_Task brief_
Can you write out every item below again, switching "most helpful" to "much appreciated" wherever it occurs and leaving everything else as it is?

● ● ● ●

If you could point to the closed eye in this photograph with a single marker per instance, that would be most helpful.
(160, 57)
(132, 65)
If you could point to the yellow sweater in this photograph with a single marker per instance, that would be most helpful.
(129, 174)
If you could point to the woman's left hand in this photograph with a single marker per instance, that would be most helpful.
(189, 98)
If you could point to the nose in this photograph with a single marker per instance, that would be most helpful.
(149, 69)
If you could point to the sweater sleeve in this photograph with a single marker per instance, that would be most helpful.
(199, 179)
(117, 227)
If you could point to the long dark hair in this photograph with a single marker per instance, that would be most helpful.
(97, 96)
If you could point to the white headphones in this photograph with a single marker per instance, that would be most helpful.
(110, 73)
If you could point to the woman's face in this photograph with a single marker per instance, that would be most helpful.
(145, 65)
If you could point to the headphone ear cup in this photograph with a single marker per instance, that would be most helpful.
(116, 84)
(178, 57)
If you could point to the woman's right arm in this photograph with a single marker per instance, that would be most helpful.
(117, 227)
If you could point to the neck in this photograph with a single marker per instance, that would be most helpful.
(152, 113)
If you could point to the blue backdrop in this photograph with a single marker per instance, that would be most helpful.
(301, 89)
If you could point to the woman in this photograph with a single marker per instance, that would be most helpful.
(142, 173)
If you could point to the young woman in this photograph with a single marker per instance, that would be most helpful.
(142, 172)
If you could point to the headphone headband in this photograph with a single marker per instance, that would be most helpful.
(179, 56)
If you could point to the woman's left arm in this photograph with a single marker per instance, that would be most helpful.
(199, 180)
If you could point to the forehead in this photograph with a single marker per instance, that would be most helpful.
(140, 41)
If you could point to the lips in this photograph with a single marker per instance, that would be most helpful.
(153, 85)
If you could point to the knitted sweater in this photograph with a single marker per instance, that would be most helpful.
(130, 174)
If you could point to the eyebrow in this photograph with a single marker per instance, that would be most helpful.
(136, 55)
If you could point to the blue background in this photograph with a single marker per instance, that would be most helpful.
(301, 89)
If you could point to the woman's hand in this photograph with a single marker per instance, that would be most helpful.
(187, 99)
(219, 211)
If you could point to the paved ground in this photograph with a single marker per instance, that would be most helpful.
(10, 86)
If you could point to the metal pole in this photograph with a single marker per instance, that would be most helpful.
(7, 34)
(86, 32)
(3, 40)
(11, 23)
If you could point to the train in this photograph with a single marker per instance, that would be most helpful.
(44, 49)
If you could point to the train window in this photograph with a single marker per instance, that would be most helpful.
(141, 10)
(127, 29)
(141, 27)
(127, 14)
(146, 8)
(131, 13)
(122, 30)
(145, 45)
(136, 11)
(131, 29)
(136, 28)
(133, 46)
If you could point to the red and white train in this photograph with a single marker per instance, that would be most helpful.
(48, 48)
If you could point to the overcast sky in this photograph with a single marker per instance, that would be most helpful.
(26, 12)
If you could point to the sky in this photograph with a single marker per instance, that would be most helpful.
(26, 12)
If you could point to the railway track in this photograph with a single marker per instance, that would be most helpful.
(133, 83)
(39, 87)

● ● ● ●

_Complete response_
If you could point to the closed eye in this photograph with a single marker per instance, that would be much appreciated.
(160, 57)
(132, 65)
If you could point to the yellow sweater in this photograph with a single marker per instance, that would be much appreciated.
(129, 174)
If you could point to the woman's left hand in this photograph with a single marker per instance, that would be much appreciated.
(189, 98)
If you could point to the nose in this photograph with a single marker per instance, that would be much appreciated.
(149, 69)
If you could point to the sweater sleeve in this photograph with a single marker per instance, that would be much appreciated.
(199, 179)
(117, 227)
If you could point to the long dark hair in this photograph with a single marker per instance, that would be much appreciated.
(97, 96)
If you could point to the white headphones in this photograph with a single marker per instance, that would be much appreciated.
(110, 73)
If you could point to the woman's face in this photograph with a single marker per instance, that would be much appreciated.
(145, 65)
If you could point to the headphone ear cup in this photograph with a single marker per instance, that would be much appreciated.
(116, 84)
(178, 57)
If you could point to the woman's right arm in this photograph with a single marker per instance, that would be much appreciated.
(117, 227)
If you could point to the neck in this photograph with a single marker per instance, that would be much appreciated.
(152, 113)
If you could point to the blue backdrop in this photograph with a single marker per instance, that would be much appreciated.
(301, 89)
If you could point to the woman in this photograph with a single marker per instance, that would be much appreciated.
(142, 173)
If you could point to the young woman in this photograph with a single marker per instance, that would be much appreciated.
(142, 172)
If you could point to the headphone headband in this photograph with a single marker per instance, that would be much appreciated.
(179, 56)
If you could point to the woman's left arm in this photograph with a single marker per instance, that would be much appreciated.
(199, 180)
If you could point to the forehead in this photograph with a single marker per instance, that would be much appreciated.
(140, 41)
If you could point to the lips in this photograph with a single marker per instance, that would be much appreciated.
(153, 85)
If you could point to the knitted sweater in this photograph with a single marker per instance, that would be much appreciated.
(130, 174)
If you could point to the eyebrow in this photograph with a single marker per instance, that would be much appreciated.
(136, 55)
If you could point to the blue background in this photograph with a single marker per instance, that would be much appreciated.
(301, 89)
If you could point to the woman's hand in this photograph with a single marker per instance, that would be much appreciated.
(187, 99)
(219, 211)
If you could point to the paved ground in this photograph with a single marker per instance, that would be much appreciated.
(10, 86)
If you could point to the metal pole in this photograph with a single marker per instance, that would be much appreciated.
(7, 34)
(86, 32)
(3, 40)
(11, 23)
If you could point to the train in this photograph with a single marker per instance, that would be much appreciated.
(44, 49)
If you could point to the train window in this photograph with a single marker per instance, that would be much appreciated.
(141, 10)
(127, 29)
(141, 27)
(127, 14)
(146, 8)
(131, 13)
(122, 30)
(145, 45)
(136, 11)
(131, 29)
(136, 28)
(133, 46)
If you could point to the red and white train in this photograph with a single marker per instance, that would be much appreciated.
(48, 48)
If you could point to the overcast sky in this photograph with a single marker per instance, that would be much appreciated.
(26, 12)
If you could point to the sky in this photograph with a single marker per instance, that would be much appreciated.
(26, 12)
If you could point to the railway track in this photograph with a single marker per instance, that would be much appreciated.
(133, 83)
(39, 87)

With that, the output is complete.